━━ Passage to read ━━

Geyr on the other side (Panzer Gruppe West) advocated a strong operational reserve of 5 to 6 mobile divisions, stationed around Paris in the woods protected against air sight and out of the range of ship artillery. His concept was thus mobile.

Rommel only had to think for his Heeresgruppe B. Rundstedt (OB West) had to think for the whole West. Of course already this fact is telling: He couldn't allow Rommel to have the Panzers in his Coastal Region, because this would denude all the other sectors in the West of any armour. There simply were not enough Panzer Divisions available.

The three ended up with a compromise. In the end there were not enough Panzer Divisions at the Coast and not enough Reserves for a mobile counterattack (Schwerpunkt). Everybody was happy and unhappy.

The whole discussion, however, actually is quite irrelevant. Both systems would not have worked and history has proven it. It is correct that a Continental Invasion is weakest at the landing. However, also the defender is weakest at the same moment. The Allies were not running into the rifles of a well prepared, alerted enemy, waiting for them at the beach. Allied planning and counterintelligence made sure of this. Also with Rommels concept, the Germans needed a reaction time, it's not like in the manouvres where you know the enemy comes at 5 o'clock in the morning because you told the umpires that you will wake up your boys at 6 o'clock. It is not possible to man the European and Norwegian Coastline like the walls of a Castle (as the word Atlantik Wall only suggested to the propaganda blinded). Of course the Allies knew they were vulnerable at the start. What didn they do? The same one does in any ordinary land battle. Put in the heaviest fire possible like an umbrella to protect the vulnerable movement ie the landings. Ship artillery and air power did exactly what Geyr feard they would: They nailed the Germans down and then blew them out. This together with the huge concentration of troops the Allied Navy (unmolested by the Marine and the Luftwaffe) could deliver at the beaches in a short time spelled doom for the best Coastal Defence (they were insufficent in the eyes of Rommel anyway who would have liked more mines, obstacles, bunkers etc.). Even at Omaha Beach they were breached by the end of the first day. Only the few heaviest works lasted some days longer and were of no tactical use once bypassed. After this, the Germans had to defend in the Hinterland exactly in the range of the ship artillery (range and caliber of ship artillery can not be compared to field artillery). Let's listen to what Meyer tells in the unit history of 12 SS and you will see what this means. He was an eyewitness.

━━━

**Exercise task 1**
In the passage on German plans against the invasion, how many mobile divisions did Geyr want in his operational reserve?

━━ Input data ━━

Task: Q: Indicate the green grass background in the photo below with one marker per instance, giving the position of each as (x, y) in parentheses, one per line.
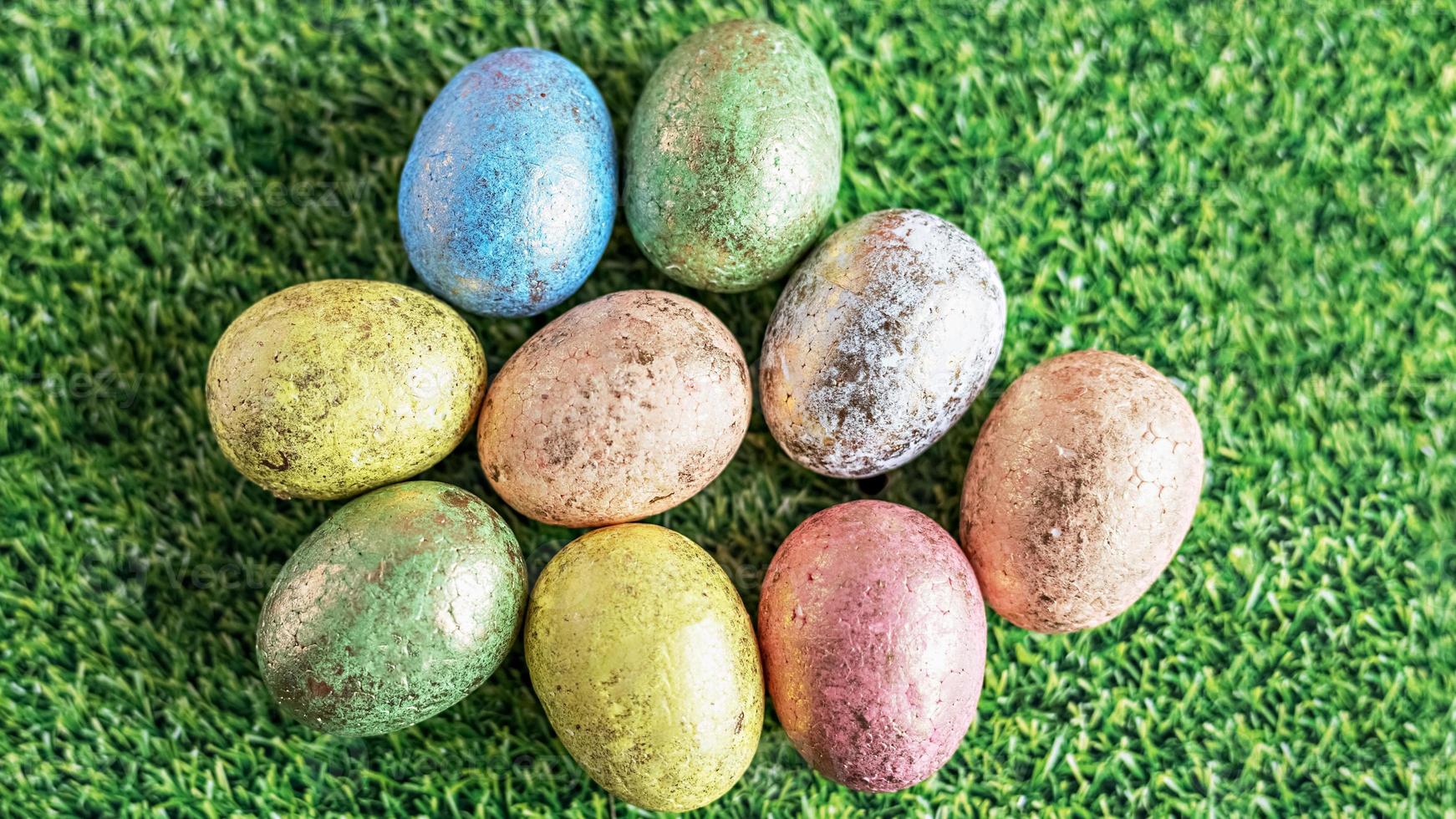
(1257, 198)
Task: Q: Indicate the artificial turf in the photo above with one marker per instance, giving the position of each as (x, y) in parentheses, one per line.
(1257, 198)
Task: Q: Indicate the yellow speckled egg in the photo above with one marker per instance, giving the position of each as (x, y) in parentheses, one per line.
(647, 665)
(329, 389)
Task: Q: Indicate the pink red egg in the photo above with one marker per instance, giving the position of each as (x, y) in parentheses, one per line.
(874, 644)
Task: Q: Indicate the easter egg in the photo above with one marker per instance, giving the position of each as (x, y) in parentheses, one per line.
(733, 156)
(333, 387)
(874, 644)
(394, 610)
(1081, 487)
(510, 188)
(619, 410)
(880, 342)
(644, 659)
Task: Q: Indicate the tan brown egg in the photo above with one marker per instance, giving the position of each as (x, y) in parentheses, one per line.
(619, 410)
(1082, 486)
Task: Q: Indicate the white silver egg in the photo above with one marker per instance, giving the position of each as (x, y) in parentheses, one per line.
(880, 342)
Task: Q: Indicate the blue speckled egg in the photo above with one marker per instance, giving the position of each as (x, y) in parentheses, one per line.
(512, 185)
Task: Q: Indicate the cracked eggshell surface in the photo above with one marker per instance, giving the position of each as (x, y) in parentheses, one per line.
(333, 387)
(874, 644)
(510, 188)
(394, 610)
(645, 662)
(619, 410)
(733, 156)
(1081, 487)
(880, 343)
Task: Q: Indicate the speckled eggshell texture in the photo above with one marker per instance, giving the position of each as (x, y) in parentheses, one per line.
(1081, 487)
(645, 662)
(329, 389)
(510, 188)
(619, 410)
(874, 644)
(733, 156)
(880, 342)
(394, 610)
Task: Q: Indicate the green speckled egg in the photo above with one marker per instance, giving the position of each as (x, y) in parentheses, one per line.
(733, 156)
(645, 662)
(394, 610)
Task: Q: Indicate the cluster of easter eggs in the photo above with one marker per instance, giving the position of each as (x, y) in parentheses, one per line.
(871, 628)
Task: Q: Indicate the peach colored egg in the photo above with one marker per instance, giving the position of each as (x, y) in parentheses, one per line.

━━━

**Exercise task 2**
Return every line from the rows that contains the string "easter". Case counts.

**Task answer 1**
Geyr wanted 5 to 6 mobile divisions.

**Task answer 2**
Task: Q: Indicate the easter egg in the photo above with one marker per instance, giving the position of each as (x, y) in parentheses, one per line.
Task: Q: Indicate the cluster of easter eggs in the photo above with one marker per instance, giving the position of each as (x, y) in parentheses, one per line.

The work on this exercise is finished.